**Text under study:**
The author's warnings about a predisposition to rely solely on "miracle meds" to the exclusion of in-depth assessment and treatment of underlying causes probably needs to be repeated, particularly in these times of "evidence-based outcomes assessments" that may soon dictate all third-party reimbursements.
Several of the book's essays -- for that is what each chapter offers -- plunged me into a reassessment and a soul searching of my own practice. Am I creating and fostering a "healing presence" with each client? Am I respectful and sensitive to my own vulnerabilities so that I can sense and respect the vulnerabilities of my clients? Do I falsely allow my clients to think that I am adequate to every challenge I face and thus disempower them to become more adequate when facing their own challenges? Do I really understand the sine qua non of empathy? And, yes, am I too quick to discuss and recommend pharmacotherapy and leave it at that? Twenty-five years as a practitioner enhances rather than diminishes the need for periodic self-evaluation. The essays in this book are fine catalyst for doing so.
I see two audiences benefiting from this brief but meaty book. One is salty, chronologically gifted practitioners like myself, with many years and clients behind us and hopefully many more ahead, who can profit from the periodic review of the basics and the frequent self-evaluation we were trained to conduct. The essays in this book facilitate that. The second audience is therapists-in-training, those who may not have read On Becoming a Person (Rogers, 1961). For that reason, I've ordered a copy of this book and sent it to my daughter, a graduate student in clinical community counseling at Johns Hopkins, where Breggin once taught.
*This is a condensed version of my review of the book in PsycCRITIQUES--Contemporary Psychology: APA Review of Books, 51 (47), 2006.

Recorded data:
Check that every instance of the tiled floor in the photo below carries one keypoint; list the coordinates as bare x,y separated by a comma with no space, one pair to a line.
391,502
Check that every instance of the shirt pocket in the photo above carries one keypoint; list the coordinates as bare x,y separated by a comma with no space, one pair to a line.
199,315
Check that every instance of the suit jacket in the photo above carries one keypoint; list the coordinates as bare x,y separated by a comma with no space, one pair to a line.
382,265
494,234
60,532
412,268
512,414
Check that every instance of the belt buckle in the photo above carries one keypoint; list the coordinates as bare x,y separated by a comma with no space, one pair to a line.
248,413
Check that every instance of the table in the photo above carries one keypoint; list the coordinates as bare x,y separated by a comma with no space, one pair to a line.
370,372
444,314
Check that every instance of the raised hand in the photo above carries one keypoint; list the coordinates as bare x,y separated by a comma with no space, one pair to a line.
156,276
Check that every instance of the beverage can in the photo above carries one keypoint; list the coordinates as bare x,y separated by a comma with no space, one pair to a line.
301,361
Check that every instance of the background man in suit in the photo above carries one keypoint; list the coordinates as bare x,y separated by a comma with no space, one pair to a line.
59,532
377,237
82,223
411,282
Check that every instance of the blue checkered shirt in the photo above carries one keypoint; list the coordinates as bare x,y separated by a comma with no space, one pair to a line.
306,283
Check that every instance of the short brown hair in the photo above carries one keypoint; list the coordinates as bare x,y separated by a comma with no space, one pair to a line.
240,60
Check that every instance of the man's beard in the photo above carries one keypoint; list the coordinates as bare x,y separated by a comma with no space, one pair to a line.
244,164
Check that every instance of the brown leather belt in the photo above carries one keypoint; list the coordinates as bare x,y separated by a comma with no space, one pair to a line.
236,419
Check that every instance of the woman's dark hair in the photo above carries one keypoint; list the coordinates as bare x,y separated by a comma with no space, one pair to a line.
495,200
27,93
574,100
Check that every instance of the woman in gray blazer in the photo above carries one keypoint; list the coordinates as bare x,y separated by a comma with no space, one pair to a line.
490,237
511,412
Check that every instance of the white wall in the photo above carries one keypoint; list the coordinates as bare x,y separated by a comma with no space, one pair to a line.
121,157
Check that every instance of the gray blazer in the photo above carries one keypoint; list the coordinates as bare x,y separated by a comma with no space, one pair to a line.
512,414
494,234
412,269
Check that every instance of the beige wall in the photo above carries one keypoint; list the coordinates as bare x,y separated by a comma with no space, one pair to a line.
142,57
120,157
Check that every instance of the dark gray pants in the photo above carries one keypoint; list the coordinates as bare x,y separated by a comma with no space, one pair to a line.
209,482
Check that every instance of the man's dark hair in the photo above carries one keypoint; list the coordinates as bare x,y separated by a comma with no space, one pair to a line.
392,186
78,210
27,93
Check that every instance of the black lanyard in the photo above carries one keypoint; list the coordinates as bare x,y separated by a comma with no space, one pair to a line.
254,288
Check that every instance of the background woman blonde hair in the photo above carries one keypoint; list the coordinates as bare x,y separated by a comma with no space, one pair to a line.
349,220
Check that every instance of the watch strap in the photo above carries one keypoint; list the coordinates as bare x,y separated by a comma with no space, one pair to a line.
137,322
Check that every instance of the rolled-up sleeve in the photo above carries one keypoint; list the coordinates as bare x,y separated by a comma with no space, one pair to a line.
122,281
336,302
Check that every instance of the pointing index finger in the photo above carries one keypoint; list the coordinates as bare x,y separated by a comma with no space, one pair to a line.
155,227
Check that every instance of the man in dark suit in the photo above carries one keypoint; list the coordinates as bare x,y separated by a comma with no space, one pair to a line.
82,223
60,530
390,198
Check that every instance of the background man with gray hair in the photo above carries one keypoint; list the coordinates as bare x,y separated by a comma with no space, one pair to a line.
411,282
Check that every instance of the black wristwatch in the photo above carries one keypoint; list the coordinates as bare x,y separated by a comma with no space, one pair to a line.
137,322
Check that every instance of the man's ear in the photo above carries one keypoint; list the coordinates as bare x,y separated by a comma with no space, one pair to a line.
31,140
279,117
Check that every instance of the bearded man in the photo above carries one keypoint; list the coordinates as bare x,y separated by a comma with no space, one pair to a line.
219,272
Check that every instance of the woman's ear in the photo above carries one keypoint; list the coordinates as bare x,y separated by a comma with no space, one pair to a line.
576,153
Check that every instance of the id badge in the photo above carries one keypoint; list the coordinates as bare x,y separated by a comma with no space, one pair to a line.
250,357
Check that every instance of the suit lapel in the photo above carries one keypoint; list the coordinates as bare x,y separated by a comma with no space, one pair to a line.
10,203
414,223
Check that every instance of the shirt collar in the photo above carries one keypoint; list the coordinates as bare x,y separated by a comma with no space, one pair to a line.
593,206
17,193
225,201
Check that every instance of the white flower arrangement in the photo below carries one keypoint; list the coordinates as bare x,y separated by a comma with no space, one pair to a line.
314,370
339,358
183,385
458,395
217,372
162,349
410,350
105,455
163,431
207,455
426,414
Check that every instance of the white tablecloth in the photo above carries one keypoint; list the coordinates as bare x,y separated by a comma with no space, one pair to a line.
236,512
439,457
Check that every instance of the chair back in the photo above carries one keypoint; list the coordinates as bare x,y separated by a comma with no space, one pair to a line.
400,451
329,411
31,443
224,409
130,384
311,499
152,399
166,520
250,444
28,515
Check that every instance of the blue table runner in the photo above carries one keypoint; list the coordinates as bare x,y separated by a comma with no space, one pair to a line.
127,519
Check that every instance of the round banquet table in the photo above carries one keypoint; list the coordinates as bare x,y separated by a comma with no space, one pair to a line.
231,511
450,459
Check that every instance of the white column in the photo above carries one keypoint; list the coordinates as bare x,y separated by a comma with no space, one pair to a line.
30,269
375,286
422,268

**Apply what you read:**
**a.** In the book review, where is the reviewer's daughter a graduate student, and in what field?
**b.** Please write out the passage of the book review that opens with the words containing "Several of the" and closes with "for doing so.".

**Answers by task:**
**a.** She is a graduate student in clinical community counseling at Johns Hopkins.

**b.**
Several of the book's essays -- for that is what each chapter offers -- plunged me into a reassessment and a soul searching of my own practice. Am I creating and fostering a "healing presence" with each client? Am I respectful and sensitive to my own vulnerabilities so that I can sense and respect the vulnerabilities of my clients? Do I falsely allow my clients to think that I am adequate to every challenge I face and thus disempower them to become more adequate when facing their own challenges? Do I really understand the sine qua non of empathy? And, yes, am I too quick to discuss and recommend pharmacotherapy and leave it at that? Twenty-five years as a practitioner enhances rather than diminishes the need for periodic self-evaluation. The essays in this book are fine catalyst for doing so.